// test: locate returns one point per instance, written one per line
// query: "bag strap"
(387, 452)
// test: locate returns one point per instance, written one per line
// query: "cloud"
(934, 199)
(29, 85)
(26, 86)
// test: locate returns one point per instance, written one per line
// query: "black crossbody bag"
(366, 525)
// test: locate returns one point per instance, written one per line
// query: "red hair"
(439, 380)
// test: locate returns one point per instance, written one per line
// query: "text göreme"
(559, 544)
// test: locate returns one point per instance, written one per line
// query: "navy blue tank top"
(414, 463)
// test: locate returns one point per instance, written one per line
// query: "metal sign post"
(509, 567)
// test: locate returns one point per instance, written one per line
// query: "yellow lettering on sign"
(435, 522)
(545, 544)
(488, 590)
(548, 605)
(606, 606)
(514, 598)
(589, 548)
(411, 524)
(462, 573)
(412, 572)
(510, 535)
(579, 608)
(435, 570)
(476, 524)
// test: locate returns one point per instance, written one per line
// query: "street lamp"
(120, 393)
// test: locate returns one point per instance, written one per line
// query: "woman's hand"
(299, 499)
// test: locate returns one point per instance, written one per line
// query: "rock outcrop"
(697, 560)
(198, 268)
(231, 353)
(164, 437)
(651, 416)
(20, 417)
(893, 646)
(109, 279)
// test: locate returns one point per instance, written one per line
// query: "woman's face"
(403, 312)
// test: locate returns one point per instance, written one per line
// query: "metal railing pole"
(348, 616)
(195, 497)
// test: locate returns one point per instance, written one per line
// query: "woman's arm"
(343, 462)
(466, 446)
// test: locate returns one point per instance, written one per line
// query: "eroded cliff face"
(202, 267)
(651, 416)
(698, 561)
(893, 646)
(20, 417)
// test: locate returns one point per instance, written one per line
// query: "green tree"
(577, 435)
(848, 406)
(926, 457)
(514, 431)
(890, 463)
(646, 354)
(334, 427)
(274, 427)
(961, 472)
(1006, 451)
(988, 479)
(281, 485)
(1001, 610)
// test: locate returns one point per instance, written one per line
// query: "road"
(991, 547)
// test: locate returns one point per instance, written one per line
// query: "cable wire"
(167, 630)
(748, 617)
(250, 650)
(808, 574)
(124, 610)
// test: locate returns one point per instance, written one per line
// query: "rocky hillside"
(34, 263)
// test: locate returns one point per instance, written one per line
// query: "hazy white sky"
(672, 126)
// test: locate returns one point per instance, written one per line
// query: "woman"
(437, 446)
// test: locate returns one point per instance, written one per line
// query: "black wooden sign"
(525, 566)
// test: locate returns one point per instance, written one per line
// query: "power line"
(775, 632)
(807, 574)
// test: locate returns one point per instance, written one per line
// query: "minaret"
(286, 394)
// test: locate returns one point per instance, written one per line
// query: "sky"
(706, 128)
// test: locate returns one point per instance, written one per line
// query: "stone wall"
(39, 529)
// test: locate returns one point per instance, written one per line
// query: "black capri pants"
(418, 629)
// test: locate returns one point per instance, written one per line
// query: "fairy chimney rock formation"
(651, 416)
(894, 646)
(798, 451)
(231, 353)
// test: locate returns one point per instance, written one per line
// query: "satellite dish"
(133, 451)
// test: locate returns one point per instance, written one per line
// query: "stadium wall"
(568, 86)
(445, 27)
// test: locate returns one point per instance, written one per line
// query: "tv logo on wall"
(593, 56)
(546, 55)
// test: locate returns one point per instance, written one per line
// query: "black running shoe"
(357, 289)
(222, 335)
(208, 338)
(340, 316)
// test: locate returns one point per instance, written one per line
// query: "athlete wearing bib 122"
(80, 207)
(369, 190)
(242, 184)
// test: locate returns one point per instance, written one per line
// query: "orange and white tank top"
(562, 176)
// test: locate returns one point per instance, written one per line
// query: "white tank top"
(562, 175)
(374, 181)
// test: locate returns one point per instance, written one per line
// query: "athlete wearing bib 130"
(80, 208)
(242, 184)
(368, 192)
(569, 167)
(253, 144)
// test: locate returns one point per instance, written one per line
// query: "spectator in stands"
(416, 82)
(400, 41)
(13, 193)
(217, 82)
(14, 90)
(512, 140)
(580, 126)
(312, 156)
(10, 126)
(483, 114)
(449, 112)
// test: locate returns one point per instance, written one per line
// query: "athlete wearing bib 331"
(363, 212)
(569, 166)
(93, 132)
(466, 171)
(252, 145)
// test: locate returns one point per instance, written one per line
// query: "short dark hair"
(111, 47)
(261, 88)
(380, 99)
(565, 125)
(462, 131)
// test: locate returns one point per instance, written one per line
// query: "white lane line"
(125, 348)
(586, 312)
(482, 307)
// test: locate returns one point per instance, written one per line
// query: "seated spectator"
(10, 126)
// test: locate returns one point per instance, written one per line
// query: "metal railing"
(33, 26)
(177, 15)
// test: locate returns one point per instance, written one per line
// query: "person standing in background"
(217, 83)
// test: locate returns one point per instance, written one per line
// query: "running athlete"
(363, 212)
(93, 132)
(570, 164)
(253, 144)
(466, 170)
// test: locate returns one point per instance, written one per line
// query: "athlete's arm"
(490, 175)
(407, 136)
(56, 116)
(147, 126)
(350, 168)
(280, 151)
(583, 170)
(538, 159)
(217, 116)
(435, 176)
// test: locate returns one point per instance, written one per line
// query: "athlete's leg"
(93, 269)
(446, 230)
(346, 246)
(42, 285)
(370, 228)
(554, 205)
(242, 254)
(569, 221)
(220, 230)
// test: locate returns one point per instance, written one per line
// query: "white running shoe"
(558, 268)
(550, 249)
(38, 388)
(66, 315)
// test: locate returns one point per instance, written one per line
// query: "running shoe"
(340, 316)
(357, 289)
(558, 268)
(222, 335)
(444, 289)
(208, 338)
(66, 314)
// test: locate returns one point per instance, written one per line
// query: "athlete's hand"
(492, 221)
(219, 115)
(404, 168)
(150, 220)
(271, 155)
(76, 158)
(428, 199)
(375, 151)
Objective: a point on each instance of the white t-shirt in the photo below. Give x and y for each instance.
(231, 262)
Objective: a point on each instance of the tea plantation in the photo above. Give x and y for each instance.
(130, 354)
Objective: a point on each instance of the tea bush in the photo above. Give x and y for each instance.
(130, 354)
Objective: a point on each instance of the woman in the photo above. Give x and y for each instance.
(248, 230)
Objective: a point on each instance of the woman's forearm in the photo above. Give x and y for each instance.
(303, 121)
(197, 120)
------------------------------
Written instruction: Revise all the rows above, putting "listed one per line" wherever "written one per line" appears and leaving everything else the same.

Result:
// test: locate returns one point per instance, listed one per line
// query: "bag strap"
(387, 452)
// test: locate returns one point per instance, listed one per line
// query: "cloud"
(934, 199)
(29, 85)
(26, 86)
// test: locate returns one point per instance, listed one per line
// query: "black crossbody bag"
(366, 525)
// test: locate returns one point per instance, listed one per line
// query: "red hair"
(439, 380)
// test: locate returns one point per instance, listed one per line
// query: "text göreme"
(559, 544)
// test: locate returns one point per instance, listed one per line
// query: "navy blue tank top"
(414, 463)
// test: locate returns one point per instance, listed one per line
// query: "metal sign post"
(509, 567)
// test: locate returns one point per instance, listed one per line
// query: "yellow lettering on sign"
(435, 522)
(545, 544)
(488, 590)
(548, 605)
(606, 606)
(514, 598)
(589, 548)
(411, 524)
(462, 573)
(412, 572)
(510, 535)
(579, 608)
(435, 570)
(476, 524)
// test: locate returns one point per instance, listed one per line
// query: "street lamp"
(120, 393)
// test: locate returns one point per instance, listed one per line
// query: "woman's hand"
(299, 499)
// test: locate returns one point per instance, listed one per line
// query: "rock outcrop"
(697, 560)
(198, 268)
(231, 353)
(164, 437)
(651, 416)
(20, 417)
(893, 646)
(109, 279)
// test: locate returns one point per instance, listed one per line
// query: "woman's face"
(403, 312)
// test: locate returns one point per instance, listed one per line
// query: "metal railing pole"
(348, 616)
(195, 497)
// test: locate returns one point per instance, listed one per line
// query: "woman's arm"
(343, 462)
(466, 446)
// test: locate returns one point per instance, listed one per line
// query: "eroded cliff face"
(202, 267)
(651, 416)
(698, 561)
(893, 646)
(20, 417)
// test: locate returns one point per instance, listed one per line
// query: "green tree"
(577, 435)
(848, 406)
(926, 457)
(514, 431)
(890, 463)
(646, 354)
(334, 427)
(274, 427)
(961, 472)
(1006, 451)
(988, 479)
(281, 485)
(1001, 610)
// test: locate returns one point per instance, listed one per line
// query: "road"
(991, 547)
// test: locate returns one point per instance, listed one per line
// query: "cable wire"
(167, 630)
(748, 617)
(250, 650)
(808, 574)
(124, 610)
// test: locate returns one point per instance, listed one per line
// query: "rocky hillside"
(34, 263)
// test: locate returns one point per instance, listed one per line
// query: "hazy white sky"
(672, 126)
// test: locate returns one point per instance, listed one per line
// query: "woman"
(437, 446)
// test: locate returns one point per instance, listed one per line
// query: "black wooden sign"
(525, 566)
// test: locate returns one point per instance, listed one per line
// query: "power line"
(775, 632)
(807, 574)
// test: locate returns one point per instance, listed one per line
// query: "minaret"
(286, 394)
// test: locate returns one point per instance, listed one per line
// query: "sky"
(706, 128)
// test: locate returns one point per instance, listed one per line
// query: "stone wall"
(39, 529)
// test: locate returns one point per instance, listed one per line
// query: "black capri pants"
(418, 629)
// test: locate returns one point per instance, listed one per line
// query: "fairy chimney rock formation"
(651, 416)
(894, 646)
(798, 451)
(231, 353)
// test: locate returns one point per instance, listed one per line
// query: "satellite dish"
(133, 451)
// test: locate returns one point per instance, listed one per line
// query: "stadium wall"
(568, 86)
(445, 27)
// test: locate returns one point per instance, listed one per line
// query: "tv logo on wall"
(593, 56)
(546, 55)
// test: locate returns one point per instance, listed one per line
// query: "black running shoe"
(357, 289)
(222, 335)
(208, 338)
(340, 316)
// test: locate returns one point per instance, listed one per line
// query: "athlete wearing bib 122"
(80, 207)
(369, 190)
(242, 184)
// test: locate returns one point per instance, listed one per line
// query: "orange and white tank top"
(562, 176)
// test: locate returns one point per instance, listed one per line
// query: "white tank top"
(562, 175)
(374, 181)
// test: locate returns one point per instance, listed one per line
// query: "athlete wearing bib 130"
(80, 208)
(242, 184)
(368, 192)
(569, 167)
(253, 144)
// test: locate returns one point per instance, listed one per line
// query: "spectator in stands"
(416, 82)
(400, 41)
(13, 193)
(217, 82)
(14, 90)
(512, 140)
(580, 126)
(312, 156)
(10, 126)
(483, 114)
(449, 112)
// test: locate returns one point per instance, listed one per line
// query: "athlete wearing bib 331"
(363, 212)
(569, 166)
(93, 132)
(466, 171)
(252, 145)
// test: locate returns one point per instance, listed one per line
// query: "short dark hair"
(111, 47)
(261, 88)
(380, 99)
(565, 125)
(462, 131)
// test: locate returns one point per instance, listed one per line
// query: "white lane line"
(125, 348)
(586, 312)
(482, 307)
// test: locate returns one point per instance, listed one per line
// query: "seated spectator"
(10, 126)
// test: locate returns one point per instance, listed one per line
// query: "metal railing"
(33, 26)
(177, 15)
// test: locate returns one point per instance, listed one per line
// query: "person standing in background"
(217, 83)
// test: locate returns one point per instance, listed one per line
// query: "running athlete"
(363, 212)
(93, 132)
(570, 164)
(253, 144)
(466, 170)
// test: locate returns one point per instance, listed one per line
// query: "athlete's arm"
(490, 175)
(407, 136)
(56, 116)
(147, 126)
(350, 168)
(280, 151)
(583, 170)
(538, 159)
(217, 116)
(435, 176)
// test: locate returns one point per instance, listed one per line
// query: "athlete's leg"
(93, 269)
(446, 230)
(346, 246)
(42, 285)
(370, 228)
(554, 205)
(242, 254)
(569, 221)
(220, 230)
// test: locate returns one point per instance, listed one per line
// query: "white running shoe"
(558, 268)
(550, 249)
(38, 388)
(66, 315)
// test: locate returns one point per instance, listed one per line
// query: "running shoe"
(340, 316)
(357, 289)
(558, 268)
(222, 335)
(444, 289)
(208, 338)
(66, 314)
// test: locate returns one point per instance, listed one per line
// query: "athlete's hand"
(492, 221)
(219, 115)
(404, 168)
(150, 220)
(271, 155)
(76, 158)
(428, 199)
(375, 151)
Objective: a point on each instance of the white t-shirt in the photo below. Give x and y for each instance.
(231, 262)
Objective: a point on each instance of the tea plantation in the photo above. Give x and y for each instance.
(130, 354)
Objective: a point on each instance of the tea bush in the photo above. Give x and y for each instance.
(130, 354)
Objective: a point on each instance of the woman in the photo above. Give x and y for each instance.
(248, 230)
Objective: a point on each instance of the woman's forearm in the photo above. Give x and y for each instance.
(303, 121)
(197, 120)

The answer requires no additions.